WHAT TO DO →
1 – How many insertions and deletions does the diff summary in the patch email report?
2 – In the patch email, how would the passage starting at "[PATCH 04/15] net: hbl_cn: QP" and ending at "and error reporting." read if "QP" were renamed to "queue pair"?
3 – Continue the patch discussion email from its last line.
— START OF PAGE TEXT —
[PATCH 04/15] net: hbl_cn: QP state machine
Omer Shpigelman
oshpigelman at habana.ai
Tue Jun 18 07:58:55 UTC 2024
On 6/18/24 10:08, Leon Romanovsky wrote:
> On Tue, Jun 18, 2024 at 05:50:15AM +0000, Omer Shpigelman wrote:
>> On 6/17/24 16:18, Leon Romanovsky wrote:
>>> [Some people who received this message don't often get email from leon at kernel.org. Learn why this is important at https://aka.ms/LearnAboutSenderIdentification ]
>>>
>>> On Thu, Jun 13, 2024 at 11:21:57AM +0300, Omer Shpigelman wrote:
>>>> Add a common QP state machine which handles the moving for a QP from one
>>>> state to another including performing necessary checks, draining
>>>> in-flight transactions, invalidating caches and error reporting.
>>>>
>>>> Signed-off-by: Omer Shpigelman <oshpigelman at habana.ai>
>>>> Co-developed-by: Abhilash K V <kvabhilash at habana.ai>
>>>> Signed-off-by: Abhilash K V <kvabhilash at habana.ai>
>>>> Co-developed-by: Andrey Agranovich <aagranovich at habana.ai>
>>>> Signed-off-by: Andrey Agranovich <aagranovich at habana.ai>
>>>> Co-developed-by: Bharat Jauhari <bjauhari at habana.ai>
>>>> Signed-off-by: Bharat Jauhari <bjauhari at habana.ai>
>>>> Co-developed-by: David Meriin <dmeriin at habana.ai>
>>>> Signed-off-by: David Meriin <dmeriin at habana.ai>
>>>> Co-developed-by: Sagiv Ozeri <sozeri at habana.ai>
>>>> Signed-off-by: Sagiv Ozeri <sozeri at habana.ai>
>>>> Co-developed-by: Zvika Yehudai <zyehudai at habana.ai>
>>>> Signed-off-by: Zvika Yehudai <zyehudai at habana.ai>
>>>> ---
>>>> .../ethernet/intel/hbl_cn/common/hbl_cn_qp.c | 480 +++++++++++++++++-
>>>> 1 file changed, 479 insertions(+), 1 deletion(-)
— END OF PAGE TEXT —
— START OF RECORDED INFORMATION —
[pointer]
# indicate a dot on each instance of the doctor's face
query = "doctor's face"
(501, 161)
— END OF RECORDED INFORMATION —
TASK-BY-TASK ANSWERS →
1 – 479 insertions and 1 deletion.

2 –
[PATCH 04/15] net: hbl_cn: queue pair state machine
Omer Shpigelman
oshpigelman at habana.ai
Tue Jun 18 07:58:55 UTC 2024
On 6/18/24 10:08, Leon Romanovsky wrote:
> On Tue, Jun 18, 2024 at 05:50:15AM +0000, Omer Shpigelman wrote:
>> On 6/17/24 16:18, Leon Romanovsky wrote:
>>> [Some people who received this message don't often get email from leon at kernel.org. Learn why this is important at https://aka.ms/LearnAboutSenderIdentification ]
>>>
>>> On Thu, Jun 13, 2024 at 11:21:57AM +0300, Omer Shpigelman wrote:
>>>> Add a common queue pair state machine which handles the moving for a queue pair from one
>>>> state to another including performing necessary checks, draining
>>>> in-flight transactions, invalidating caches and error reporting.

3 –
>>>>
>>>> diff --git a/drivers/net/ethernet/intel/hbl_cn/common/hbl_cn_qp.c b/drivers/net/ethernet/intel/hbl_cn/common/hbl_cn_qp.c
>>>> index 9ddc23bf8194..26ebdf448193 100644
>>>> --- a/drivers/net/ethernet/intel/hbl_cn/common/hbl_cn_qp.c
>>>> +++ b/drivers/net/ethernet/intel/hbl_cn/common/hbl_cn_qp.c
>>>> @@ -6,8 +6,486 @@
>>>
>>> <...>
>>>
>>>> +/* The following table represents the (valid) operations that can be performed on
>>>> + * a QP in order to move it from one state to another
>>>> + * For example: a QP in RTR state can be moved to RTS state using the CN_QP_OP_RTR_2RTS
>>>> + * operation.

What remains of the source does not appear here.